§ **REQUIRED WORK**: Transcribe all the material exactly. Leave every line as it is.

§ **DATASET RECORDS**:
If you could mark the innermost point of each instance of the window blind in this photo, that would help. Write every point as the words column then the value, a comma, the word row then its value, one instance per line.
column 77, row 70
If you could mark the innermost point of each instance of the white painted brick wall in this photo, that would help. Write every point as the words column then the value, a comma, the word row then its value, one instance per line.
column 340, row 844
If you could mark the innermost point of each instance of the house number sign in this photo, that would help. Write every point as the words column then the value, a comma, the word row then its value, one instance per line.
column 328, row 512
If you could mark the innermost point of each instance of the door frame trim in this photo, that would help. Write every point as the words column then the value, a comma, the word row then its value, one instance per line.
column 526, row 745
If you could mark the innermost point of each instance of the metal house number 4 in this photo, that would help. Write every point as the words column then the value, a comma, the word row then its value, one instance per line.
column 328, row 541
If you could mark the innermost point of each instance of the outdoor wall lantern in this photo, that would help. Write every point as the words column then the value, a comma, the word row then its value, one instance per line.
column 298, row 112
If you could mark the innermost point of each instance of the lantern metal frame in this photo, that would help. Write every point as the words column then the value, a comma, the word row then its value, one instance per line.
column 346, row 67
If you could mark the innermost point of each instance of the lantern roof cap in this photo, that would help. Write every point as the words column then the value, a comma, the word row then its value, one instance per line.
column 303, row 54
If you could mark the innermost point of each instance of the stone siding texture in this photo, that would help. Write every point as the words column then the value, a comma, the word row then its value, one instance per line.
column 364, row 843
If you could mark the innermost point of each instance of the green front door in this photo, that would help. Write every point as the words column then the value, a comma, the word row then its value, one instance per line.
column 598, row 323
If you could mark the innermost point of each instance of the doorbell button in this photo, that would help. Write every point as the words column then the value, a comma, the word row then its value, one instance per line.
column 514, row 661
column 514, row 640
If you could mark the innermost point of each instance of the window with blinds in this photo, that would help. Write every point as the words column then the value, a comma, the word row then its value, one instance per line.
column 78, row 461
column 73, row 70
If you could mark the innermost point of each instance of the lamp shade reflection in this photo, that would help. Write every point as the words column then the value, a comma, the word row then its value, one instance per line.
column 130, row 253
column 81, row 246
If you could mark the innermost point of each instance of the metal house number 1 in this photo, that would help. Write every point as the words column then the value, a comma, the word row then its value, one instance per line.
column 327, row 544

§ **THE ANSWER**:
If you could mark the innermost point of each instance of the window blind in this photo, that would help. Write every point as the words column then the value, a comma, the word row then its value, one instance per line.
column 77, row 70
If you could mark the innermost point of each instance of the white painted brick wall in this photo, that would help. Write every point as the words column then the value, a comma, the word row then its value, one instance per line.
column 340, row 844
If you could mark the innermost point of each instance of the house number sign in this photo, that would help. Write every point as the words column then the value, a comma, the word row then its value, one instance per line.
column 328, row 512
If you could mark the innermost point of each instance of the door frame trim in this photo, that would help. Write every point as the words column then the value, a comma, the word row then its value, one instance per line.
column 526, row 745
If you could mark the innermost point of each instance of the metal house number 4 in this photo, that would help. Write every point as the words column then the value, a comma, the word row then its value, one instance per line.
column 328, row 541
If you could mark the innermost point of each instance of the outdoor wall lantern in this photo, that would help. Write every point as the words column then the value, a comma, the word row then its value, one instance per line.
column 298, row 112
If you could mark the innermost point of each instance of the lantern metal frame in this photo, that would help. Write every point as the words column then the value, a comma, the word row then its value, one instance per line.
column 346, row 67
If you could mark the innermost point of each instance of the lantern roof cap in this photo, that would help. Write every point as the words column then the value, a comma, the word row then its value, one instance per line.
column 303, row 54
If you could mark the innermost point of each instance of the stone siding texture in this photo, that would help. Write every point as the words column then the value, a comma, the word row then its value, one instance per line.
column 364, row 843
If you could mark the innermost point of each instance of the green front door in this photo, that would help. Write every point as the words column then the value, a comma, the word row then its value, one instance per line.
column 598, row 323
If you could mark the innermost point of each instance of the doorbell button in this photo, that would help. Write every point as the words column then the value, a comma, the word row then its value, one instance per line.
column 514, row 661
column 514, row 640
If you could mark the innermost point of each instance of the window with blinds in this photo, that would help. Write every point as the words column then the value, a comma, the word row then its value, one instance per line.
column 78, row 461
column 73, row 70
If you could mark the innermost point of each instance of the lamp shade reflection in this photo, that would help. Write every point as the words column then the value, a comma, the word row then its value, one instance per line.
column 130, row 253
column 81, row 246
If you could mark the innermost point of each instance of the metal house number 1 in this photo, that would help. Write every point as the words column then the value, a comma, the word row then its value, one instance per line.
column 327, row 544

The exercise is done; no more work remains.